_抜粋:_
%%

ゲラゲラ笑える映画が見たい気分だったのに、思っていたものと違ったせいだろうか?やけに評価が高いようだが全然ハマらなかった。

有名なポルノスターだった男が、落ちぶれて困窮して地元に戻り、元妻(みたいな位置付けだけど籍はまだあるらしい)の家に転がり込んで再起をはかる物語。すごく面白そうなコメディ映画っぽいあらすじだけど、現実ばかり突きつけられてクスリともできなかった。

この物語ではどうやら主人公の元ポルノスターが「クズだけど憎めない奴」として描かれているらしいのだが、個人的にはそういう好感を全く持てず、本当に終始嫌などうしょうもない憎むべき奴だった。私は決して潔癖ではなく、むしろそういうキャラクターをゲラゲラ笑って楽しむタイプなのだけど……。
全くカネがなく何も持っていない彼は、とにかく色んな人に助けを求めるのだけど、彼がベラベラとしゃべって拝み倒して自分の言うことをきかせる様子に全く好感が持てない。わがままで、口先だけで、モラルがなく、面白くない。あのバイタリティは見習うべき部分だと思うが、身勝手で他人を不幸にしてばかりで、ああはなりたくないと思ってしまう。
これが、関わった人たちに、最初は迷惑を掛けるが最終的にはそれの何倍もの幸福を残すようなタイプだったら、彼を憎めない奴だと思えただろう。彼に関わらずそのままの暮らしを続けていた方が良かったのにと思う事ばかりだった。もともとの生活だって、テキサスの田舎の決して幸福とは言い難いものだったけど、その方がマシだと感じるような事ばかりだった。
しかも最初は良い顔をして近付くのに、だんだんワガママになっていって、いざという時に助けてもくれない、本当に身勝手な奴だ。

劇中でたまに、トランプの看板や演説の様子が出てくるのだけど、きっとそれは重要な示唆なのだろう。南部の田舎の普通に暮らしていても希望が持てない、この映画で描かれているような街の人々が、トランプに希望を見出すしかないのだというような。それがどこに繋がるのかもよくわからなかった。まさか主人公にトランプのような希望を重ねているとも思えないし。

こういう人間がいるのもわかる。こういう人間も必要だとも思う。でも、そういう人間をエンタメとして楽しめるように昇華した映画とは思えなかった。
憎めない奴として楽しんだ人たちがすごく評価しているようなので、私は少数派なのだろうが。

%%

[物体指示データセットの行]
%%

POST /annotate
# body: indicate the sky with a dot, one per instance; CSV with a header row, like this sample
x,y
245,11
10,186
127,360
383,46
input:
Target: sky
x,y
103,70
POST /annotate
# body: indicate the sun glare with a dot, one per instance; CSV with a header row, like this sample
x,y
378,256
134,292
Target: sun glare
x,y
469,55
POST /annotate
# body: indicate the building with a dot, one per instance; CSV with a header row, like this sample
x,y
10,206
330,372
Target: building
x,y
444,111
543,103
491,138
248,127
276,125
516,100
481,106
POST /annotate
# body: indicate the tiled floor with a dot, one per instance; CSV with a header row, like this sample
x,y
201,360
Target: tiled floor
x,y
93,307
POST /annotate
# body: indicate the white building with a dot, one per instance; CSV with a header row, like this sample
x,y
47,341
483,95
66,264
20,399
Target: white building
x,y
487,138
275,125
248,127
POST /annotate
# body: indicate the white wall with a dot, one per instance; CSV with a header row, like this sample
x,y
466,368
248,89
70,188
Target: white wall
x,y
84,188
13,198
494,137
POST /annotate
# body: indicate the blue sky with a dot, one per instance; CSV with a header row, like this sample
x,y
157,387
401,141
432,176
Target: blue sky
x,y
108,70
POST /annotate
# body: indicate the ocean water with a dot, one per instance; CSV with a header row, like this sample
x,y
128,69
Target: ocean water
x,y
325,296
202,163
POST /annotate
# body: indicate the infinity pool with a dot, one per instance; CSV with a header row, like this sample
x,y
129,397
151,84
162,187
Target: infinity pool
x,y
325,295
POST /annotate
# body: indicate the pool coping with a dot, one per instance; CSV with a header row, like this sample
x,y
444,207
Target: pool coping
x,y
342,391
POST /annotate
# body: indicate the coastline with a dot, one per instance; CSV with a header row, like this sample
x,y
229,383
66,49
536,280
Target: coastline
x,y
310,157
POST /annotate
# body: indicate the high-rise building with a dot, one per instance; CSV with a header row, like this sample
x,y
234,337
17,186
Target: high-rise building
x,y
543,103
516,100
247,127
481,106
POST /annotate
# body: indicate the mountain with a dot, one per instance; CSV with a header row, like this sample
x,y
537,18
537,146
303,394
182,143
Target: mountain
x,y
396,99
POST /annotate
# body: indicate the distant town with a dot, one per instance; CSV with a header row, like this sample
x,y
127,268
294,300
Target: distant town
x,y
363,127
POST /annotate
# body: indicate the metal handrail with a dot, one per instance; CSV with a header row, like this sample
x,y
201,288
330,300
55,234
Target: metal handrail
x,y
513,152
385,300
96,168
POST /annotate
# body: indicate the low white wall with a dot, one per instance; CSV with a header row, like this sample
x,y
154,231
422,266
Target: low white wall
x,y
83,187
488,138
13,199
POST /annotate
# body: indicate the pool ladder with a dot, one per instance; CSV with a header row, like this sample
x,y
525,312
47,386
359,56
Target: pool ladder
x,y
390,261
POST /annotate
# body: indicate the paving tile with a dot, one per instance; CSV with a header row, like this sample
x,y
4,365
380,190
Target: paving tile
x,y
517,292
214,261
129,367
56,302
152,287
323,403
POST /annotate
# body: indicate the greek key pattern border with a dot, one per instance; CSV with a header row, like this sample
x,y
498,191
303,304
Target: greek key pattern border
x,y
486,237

%%

映画の感想文の「有名なポルノスターだった男が」から「なりたくないと思ってしまう。」までを、「好感」を「共感」に差し替えて書き直してください。

有名なポルノスターだった男が、落ちぶれて困窮して地元に戻り、元妻(みたいな位置付けだけど籍はまだあるらしい)の家に転がり込んで再起をはかる物語。すごく面白そうなコメディ映画っぽいあらすじだけど、現実ばかり突きつけられてクスリともできなかった。

この物語ではどうやら主人公の元ポルノスターが「クズだけど憎めない奴」として描かれているらしいのだが、個人的にはそういう共感を全く持てず、本当に終始嫌などうしょうもない憎むべき奴だった。私は決して潔癖ではなく、むしろそういうキャラクターをゲラゲラ笑って楽しむタイプなのだけど……。
全くカネがなく何も持っていない彼は、とにかく色んな人に助けを求めるのだけど、彼がベラベラとしゃべって拝み倒して自分の言うことをきかせる様子に全く共感が持てない。わがままで、口先だけで、モラルがなく、面白くない。あのバイタリティは見習うべき部分だと思うが、身勝手で他人を不幸にしてばかりで、ああはなりたくないと思ってしまう。